THE REQUEST
Reproduce, line for line, the part of the data below that opens with the line containing "bare branch. Keep to one point per instance." and continues through the end of the data, both ends included.

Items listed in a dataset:
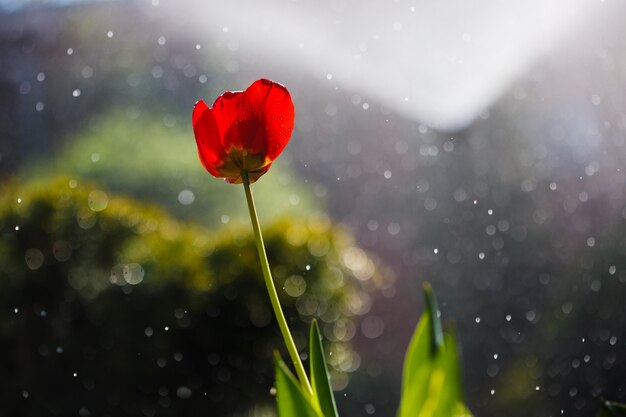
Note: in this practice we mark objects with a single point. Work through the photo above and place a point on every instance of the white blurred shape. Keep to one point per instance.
(451, 59)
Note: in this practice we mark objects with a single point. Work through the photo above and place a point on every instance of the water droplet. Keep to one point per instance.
(183, 392)
(34, 258)
(98, 200)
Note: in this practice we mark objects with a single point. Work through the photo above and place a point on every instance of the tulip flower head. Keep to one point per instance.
(244, 130)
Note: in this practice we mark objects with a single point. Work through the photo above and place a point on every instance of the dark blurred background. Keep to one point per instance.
(479, 147)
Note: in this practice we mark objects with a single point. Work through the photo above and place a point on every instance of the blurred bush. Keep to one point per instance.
(152, 156)
(112, 307)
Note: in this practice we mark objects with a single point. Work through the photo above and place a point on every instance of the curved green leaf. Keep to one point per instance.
(320, 381)
(290, 400)
(431, 384)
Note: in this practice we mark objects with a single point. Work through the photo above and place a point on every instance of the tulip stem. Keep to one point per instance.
(271, 289)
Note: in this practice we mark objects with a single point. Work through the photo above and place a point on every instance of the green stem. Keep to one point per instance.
(271, 289)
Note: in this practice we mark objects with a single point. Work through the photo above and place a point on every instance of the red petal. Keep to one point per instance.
(226, 110)
(269, 106)
(207, 135)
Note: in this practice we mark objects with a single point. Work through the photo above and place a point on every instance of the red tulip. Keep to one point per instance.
(244, 130)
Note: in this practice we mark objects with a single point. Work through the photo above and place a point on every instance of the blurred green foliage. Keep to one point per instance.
(154, 158)
(116, 308)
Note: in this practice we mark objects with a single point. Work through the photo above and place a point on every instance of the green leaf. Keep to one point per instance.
(431, 384)
(612, 409)
(320, 381)
(435, 322)
(290, 400)
(419, 361)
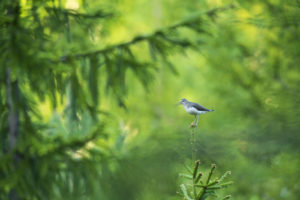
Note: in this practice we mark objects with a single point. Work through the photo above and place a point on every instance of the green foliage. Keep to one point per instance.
(67, 66)
(202, 189)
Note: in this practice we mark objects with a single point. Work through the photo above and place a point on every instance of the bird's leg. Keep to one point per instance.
(193, 123)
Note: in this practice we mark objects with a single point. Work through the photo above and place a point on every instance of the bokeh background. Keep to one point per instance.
(243, 63)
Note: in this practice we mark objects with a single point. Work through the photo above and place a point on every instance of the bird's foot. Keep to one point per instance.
(193, 125)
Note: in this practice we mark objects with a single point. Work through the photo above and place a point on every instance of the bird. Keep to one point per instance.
(194, 109)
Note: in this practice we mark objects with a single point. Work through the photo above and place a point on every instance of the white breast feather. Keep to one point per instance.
(194, 111)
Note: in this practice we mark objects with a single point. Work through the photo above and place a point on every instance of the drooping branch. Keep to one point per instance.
(196, 19)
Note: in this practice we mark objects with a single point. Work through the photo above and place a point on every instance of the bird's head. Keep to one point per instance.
(182, 101)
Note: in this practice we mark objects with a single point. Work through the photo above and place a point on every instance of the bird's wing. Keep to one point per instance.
(199, 107)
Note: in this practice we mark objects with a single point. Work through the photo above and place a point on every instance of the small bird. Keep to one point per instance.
(194, 109)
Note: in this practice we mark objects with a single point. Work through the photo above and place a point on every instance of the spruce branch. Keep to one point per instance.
(161, 33)
(202, 189)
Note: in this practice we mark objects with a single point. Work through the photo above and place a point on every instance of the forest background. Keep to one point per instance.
(88, 92)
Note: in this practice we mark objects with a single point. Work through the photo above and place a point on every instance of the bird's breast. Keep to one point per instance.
(193, 111)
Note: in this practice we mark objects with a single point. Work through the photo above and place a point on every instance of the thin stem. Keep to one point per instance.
(192, 140)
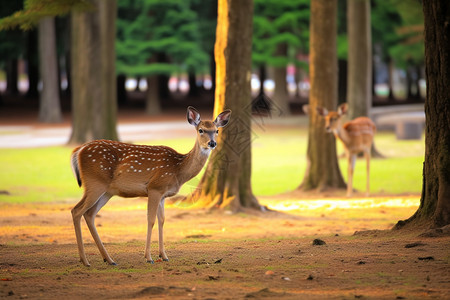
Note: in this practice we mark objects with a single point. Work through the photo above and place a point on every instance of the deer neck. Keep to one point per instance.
(342, 134)
(193, 162)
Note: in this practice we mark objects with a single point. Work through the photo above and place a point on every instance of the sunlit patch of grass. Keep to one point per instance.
(278, 166)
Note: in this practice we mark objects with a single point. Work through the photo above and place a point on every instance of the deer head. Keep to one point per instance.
(207, 131)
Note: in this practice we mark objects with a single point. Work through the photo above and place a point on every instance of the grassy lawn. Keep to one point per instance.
(279, 162)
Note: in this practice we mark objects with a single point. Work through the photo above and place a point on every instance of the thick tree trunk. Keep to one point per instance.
(281, 97)
(435, 200)
(359, 76)
(49, 105)
(226, 183)
(323, 170)
(94, 95)
(359, 82)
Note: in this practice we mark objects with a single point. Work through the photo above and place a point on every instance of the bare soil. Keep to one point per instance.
(217, 255)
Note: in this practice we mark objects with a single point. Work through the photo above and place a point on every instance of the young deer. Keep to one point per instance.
(356, 136)
(108, 168)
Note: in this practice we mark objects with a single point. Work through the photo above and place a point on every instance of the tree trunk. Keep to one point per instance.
(359, 76)
(152, 106)
(12, 76)
(49, 105)
(32, 65)
(359, 82)
(281, 97)
(434, 206)
(391, 68)
(323, 170)
(226, 183)
(94, 95)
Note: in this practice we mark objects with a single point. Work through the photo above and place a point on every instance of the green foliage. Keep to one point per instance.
(44, 174)
(397, 26)
(280, 23)
(35, 10)
(148, 30)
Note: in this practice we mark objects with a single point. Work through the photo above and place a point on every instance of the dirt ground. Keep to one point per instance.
(217, 255)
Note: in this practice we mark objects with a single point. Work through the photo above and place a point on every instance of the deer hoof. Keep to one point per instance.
(112, 263)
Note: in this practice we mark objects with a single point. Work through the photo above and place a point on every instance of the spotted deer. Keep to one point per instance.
(356, 136)
(107, 168)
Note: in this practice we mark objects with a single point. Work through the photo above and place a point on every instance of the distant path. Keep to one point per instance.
(26, 132)
(133, 126)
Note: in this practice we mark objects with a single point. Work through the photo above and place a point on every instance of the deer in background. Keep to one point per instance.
(108, 168)
(356, 136)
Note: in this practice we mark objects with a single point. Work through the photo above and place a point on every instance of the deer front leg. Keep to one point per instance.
(154, 199)
(351, 167)
(89, 216)
(161, 219)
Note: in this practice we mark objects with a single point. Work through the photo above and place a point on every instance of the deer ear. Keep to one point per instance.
(193, 116)
(223, 118)
(322, 111)
(342, 109)
(306, 109)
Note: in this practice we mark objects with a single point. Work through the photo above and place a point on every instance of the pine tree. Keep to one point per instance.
(281, 31)
(149, 30)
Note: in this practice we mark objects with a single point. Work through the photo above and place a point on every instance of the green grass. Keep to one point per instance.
(279, 162)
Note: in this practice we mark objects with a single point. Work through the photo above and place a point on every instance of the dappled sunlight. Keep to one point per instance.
(292, 205)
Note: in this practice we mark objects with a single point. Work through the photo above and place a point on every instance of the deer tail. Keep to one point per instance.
(75, 165)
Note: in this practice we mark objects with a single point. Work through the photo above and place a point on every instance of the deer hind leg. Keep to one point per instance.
(89, 216)
(154, 198)
(161, 219)
(367, 155)
(88, 200)
(351, 168)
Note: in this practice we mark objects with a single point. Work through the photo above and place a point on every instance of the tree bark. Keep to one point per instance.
(434, 206)
(49, 105)
(226, 183)
(12, 76)
(94, 94)
(281, 97)
(152, 106)
(359, 82)
(32, 64)
(322, 165)
(359, 76)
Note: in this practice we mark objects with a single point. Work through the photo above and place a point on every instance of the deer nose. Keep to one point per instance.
(212, 144)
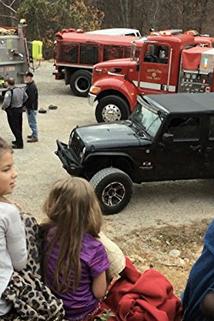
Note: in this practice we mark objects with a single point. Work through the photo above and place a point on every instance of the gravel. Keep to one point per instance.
(152, 204)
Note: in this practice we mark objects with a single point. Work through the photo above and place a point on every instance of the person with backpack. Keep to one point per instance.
(31, 107)
(13, 102)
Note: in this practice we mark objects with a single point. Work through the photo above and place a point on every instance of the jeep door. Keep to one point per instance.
(180, 155)
(209, 148)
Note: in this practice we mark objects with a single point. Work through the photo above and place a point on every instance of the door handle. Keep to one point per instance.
(209, 149)
(196, 148)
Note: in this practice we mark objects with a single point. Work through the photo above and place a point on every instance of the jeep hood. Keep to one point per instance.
(118, 134)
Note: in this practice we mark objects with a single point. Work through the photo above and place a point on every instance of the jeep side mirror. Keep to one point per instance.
(167, 138)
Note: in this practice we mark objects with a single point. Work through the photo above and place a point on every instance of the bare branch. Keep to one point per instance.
(7, 16)
(8, 6)
(12, 3)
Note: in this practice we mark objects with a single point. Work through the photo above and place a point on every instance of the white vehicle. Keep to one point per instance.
(117, 32)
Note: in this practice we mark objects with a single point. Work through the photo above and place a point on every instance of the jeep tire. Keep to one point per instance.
(80, 82)
(111, 108)
(113, 188)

EXPECTED ANSWER
Note: in this practice we mark objects with a single point. Work through the photo above and place a point on every instance of the bare branch. Keep to one point per instance.
(7, 16)
(8, 6)
(12, 3)
Note: in this practice we mark objects with a single point. Work through the photo above and place a point on every instance of the white vehicle. Keep to one point per instance.
(117, 32)
Note: in this practice we mark objects with a single point. Work through the photo above and place a point on every instance of the jeep tire. Keep to one point per instance.
(80, 82)
(111, 108)
(113, 188)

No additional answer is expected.